• Texto de origem
• • • • • • •

24/10/2010

Os 50 anos da Pererê!


Quem acompanha este blog desde o início deve se lembrar de uma postagem sobre a revista Pererê de Ziraldo. Aquele texto trouxe um resumo de meu livro inédito sobre essa importantíssima série de nossos quadrinhos. Passaram-se alguns anos e, infelizmente, o livro continua inédito. Mas, para celebrar os 50 anos da revista criada por Ziraldo e aproveitando a data de seu aniversário, publico aqui um trecho de “Pererê, uma aventura brasileira”. Parabéns então a Ziraldo e vida longa a Pererê e sua turma!

Em 1960, Ziraldo trabalhava no Departamento de Promoções e Relações Públicas de O Cruzeiro, uma das mais bem-sucedidas revistas e editoras da época. Entre trabalhos de Péricles, Millôr Fernandes, Carlos Estevão e Borjalo, a cada semana a revista publicava um novo cartum de Ziraldo, protagonizado pelo personagem Pererê. Trazendo temas variados numa abordagem humorística, os cartuns tinham pouco texto escrito (ou mesmo nenhum), valorizando o estilo de desenho sintético de seu autor.

Provavelmente, os leitores de O Cruzeiro que acompanhavam a série de cartuns notaram uma diferença na edição que chegou às bancas em 8 de outubro. Logo na primeira página da revista era anunciado que o Pererê estava mudando de casa: o personagem deixava O Cruzeiro para estrear uma nova revista em quadrinhos mensal criada especialmente para ele. Nas duas semanas seguintes, a Pererê ganhou anúncios de página inteira em O Cruzeiro, o que evidencia o investimento da editora no novo projeto.

• • • • • • •

• Dados brutos
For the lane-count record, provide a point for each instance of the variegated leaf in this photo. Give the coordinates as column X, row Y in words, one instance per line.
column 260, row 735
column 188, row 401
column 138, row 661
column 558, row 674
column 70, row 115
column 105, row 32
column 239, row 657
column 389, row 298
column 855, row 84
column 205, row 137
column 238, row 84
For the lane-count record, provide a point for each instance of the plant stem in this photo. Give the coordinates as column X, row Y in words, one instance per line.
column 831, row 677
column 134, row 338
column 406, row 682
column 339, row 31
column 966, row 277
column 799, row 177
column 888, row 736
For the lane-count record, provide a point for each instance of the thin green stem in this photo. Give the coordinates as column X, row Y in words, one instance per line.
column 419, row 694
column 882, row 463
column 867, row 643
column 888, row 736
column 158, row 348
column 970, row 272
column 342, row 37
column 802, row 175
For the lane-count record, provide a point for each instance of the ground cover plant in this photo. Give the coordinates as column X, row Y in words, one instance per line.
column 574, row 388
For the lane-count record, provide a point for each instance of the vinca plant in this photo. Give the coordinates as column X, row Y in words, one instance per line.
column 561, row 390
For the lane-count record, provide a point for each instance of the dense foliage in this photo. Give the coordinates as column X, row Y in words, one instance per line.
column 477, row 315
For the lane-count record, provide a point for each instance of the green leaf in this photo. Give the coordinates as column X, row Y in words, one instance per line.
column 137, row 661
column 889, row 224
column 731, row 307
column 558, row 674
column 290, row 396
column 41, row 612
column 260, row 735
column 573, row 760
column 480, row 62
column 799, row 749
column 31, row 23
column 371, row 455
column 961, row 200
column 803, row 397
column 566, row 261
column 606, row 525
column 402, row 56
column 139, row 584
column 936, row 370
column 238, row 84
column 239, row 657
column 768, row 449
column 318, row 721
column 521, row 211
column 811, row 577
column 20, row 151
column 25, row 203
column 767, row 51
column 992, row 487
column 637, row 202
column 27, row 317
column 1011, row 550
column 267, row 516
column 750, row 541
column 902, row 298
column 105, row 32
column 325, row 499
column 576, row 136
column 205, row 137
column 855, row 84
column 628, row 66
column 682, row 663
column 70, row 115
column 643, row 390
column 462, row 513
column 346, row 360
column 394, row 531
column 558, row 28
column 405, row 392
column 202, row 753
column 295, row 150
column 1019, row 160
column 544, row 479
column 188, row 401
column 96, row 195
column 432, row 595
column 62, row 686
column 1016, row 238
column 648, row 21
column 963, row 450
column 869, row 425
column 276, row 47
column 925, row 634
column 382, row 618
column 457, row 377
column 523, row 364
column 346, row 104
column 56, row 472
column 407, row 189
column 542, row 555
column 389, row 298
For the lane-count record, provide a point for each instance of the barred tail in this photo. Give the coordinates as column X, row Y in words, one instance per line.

• • • • • • •

• Ações a realizar
1/ Copie do texto sobre a Pererê o trecho que vai de "Quem acompanha este" até "e sua turma!", incluindo essas palavras.
2/ Segundo o texto sobre a Pererê, em que dia chegou às bancas a edição de O Cruzeiro que anunciou a mudança do personagem?
3/ Diga se cada frase concorda com o texto sobre a Pererê, respondendo sim ou não e citando as palavras do texto que decidem:
(a) Os cartuns de Ziraldo em O Cruzeiro traziam muito texto escrito.
(b) A nova revista criada para o Pererê seria mensal.
(c) O livro sobre a Pererê escrito por quem mantém o blog já foi publicado.
Os registros são um material à parte, sem ligação com o texto sobre a Pererê.

• Respostas dos exercícios
1/
Quem acompanha este blog desde o início deve se lembrar de uma postagem sobre a revista Pererê de Ziraldo. Aquele texto trouxe um resumo de meu livro inédito sobre essa importantíssima série de nossos quadrinhos. Passaram-se alguns anos e, infelizmente, o livro continua inédito. Mas, para celebrar os 50 anos da revista criada por Ziraldo e aproveitando a data de seu aniversário, publico aqui um trecho de “Pererê, uma aventura brasileira”. Parabéns então a Ziraldo e vida longa a Pererê e sua turma!

2/ Em 8 de outubro.

3/
(a) Não: "os cartuns tinham pouco texto escrito (ou mesmo nenhum)".
(b) Sim: "uma nova revista em quadrinhos mensal criada especialmente para ele".
(c) Não: "infelizmente, o livro continua inédito".